### EXCERPT TO READ
** start **
Data Science Professor Profiles: David Hogg, Physics and Astronomy

This is the fourth article in a series profiling NYU Center for Data Science professors, exploring the origins of their interest in data science and their thoughts on the Moore-Sloan Data Science Environment Initiative.

David W. Hogg, NYU Associate Professor with tenure, Department of Physics, Director of Undergraduate Studies—Physics, Center for Cosmology and Particle Physics, and Adjunct Senior Staff Scientist at the Max Planck Institute for Astronomy in Heidelberg, Germany, is a physicist, astrophysicist and cosmologist. Hogg is also Executive Director of the Moore/Sloan Data Science Environment Initiative. His work at NYU focuses on fundamental cosmological measurements, stellar dynamics and exoplanet characterization.

Originally from Toronto, Canada, Hogg obtained his Ph.D. in Physics from the California Institute of Technology and his B.S., also in Physics, from the Massachusetts Institute of Technology. In 1988, he received an Award of Merit at the International Physics Olympiad (an annual global physics competition for high school students), held that year in Bad Ischl, Austria. Widely recognized for his teaching excellence, Hogg has received New York University’s “Golden Dozen” Teaching Award, Princeton University’s Engineering Council Teaching Award and Caltech’s Undergraduate Teaching Award.

The Moore/Sloan Data Science Environment Initiative—a bold new partnership between New York University, the University of California, Berkeley and the University of Washington, supported by a $37.8 million grant from the Gordon and Betty Moore Foundation and the Alfred P. Sloan Foundation—seeks to harness the potential of data scientists and big data for basic research and scientific discovery.

What role did you play in NYU’s pursuit of the Moore-Sloan award, and how did you become Executive Director?

I became the Executive Director by making the mistake of herding the cats. Writing the proposal was a challenging project because this is a group of people who, although we all know each other, are in different departments in different disciplines, with very different ideas about what constitutes a proposal. One of the things I love about being at NYU is that I’ve gotten to know people from all different areas because of our overlapping interests in statistical methods and data analysis.

I ended up taking a leadership role in making the proposal come together. The nice thing about the project is that it’s broken up into working groups with specific objectives, with a very capable leader for each of those working groups. So all I have to do is make sure the working groups come together and achieve their goals. People are so committed to this that I am actually very optimistic, and we have only just started.

Why do you think NYU was one of the three institutions chosen?

They haven’t told us in great detail why they chose us. But one thing that was definitely a factor was that they saw data science opportunities all over the University. Every component of the University was thinking about this.
** end **
### THE EXERCISE
Copy out the stretch of the David Hogg profile from "David W. Hogg, NYU" through "and exoplanet characterization.", renaming "stellar dynamics" to "stellar evolution".

### PROVIDED DATA
** start **
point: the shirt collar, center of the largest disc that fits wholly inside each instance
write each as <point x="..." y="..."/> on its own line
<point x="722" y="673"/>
** end **
### CORRECT OUTPUT
David W. Hogg, NYU Associate Professor with tenure, Department of Physics, Director of Undergraduate Studies—Physics, Center for Cosmology and Particle Physics, and Adjunct Senior Staff Scientist at the Max Planck Institute for Astronomy in Heidelberg, Germany, is a physicist, astrophysicist and cosmologist. Hogg is also Executive Director of the Moore/Sloan Data Science Environment Initiative. His work at NYU focuses on fundamental cosmological measurements, stellar evolution and exoplanet characterization.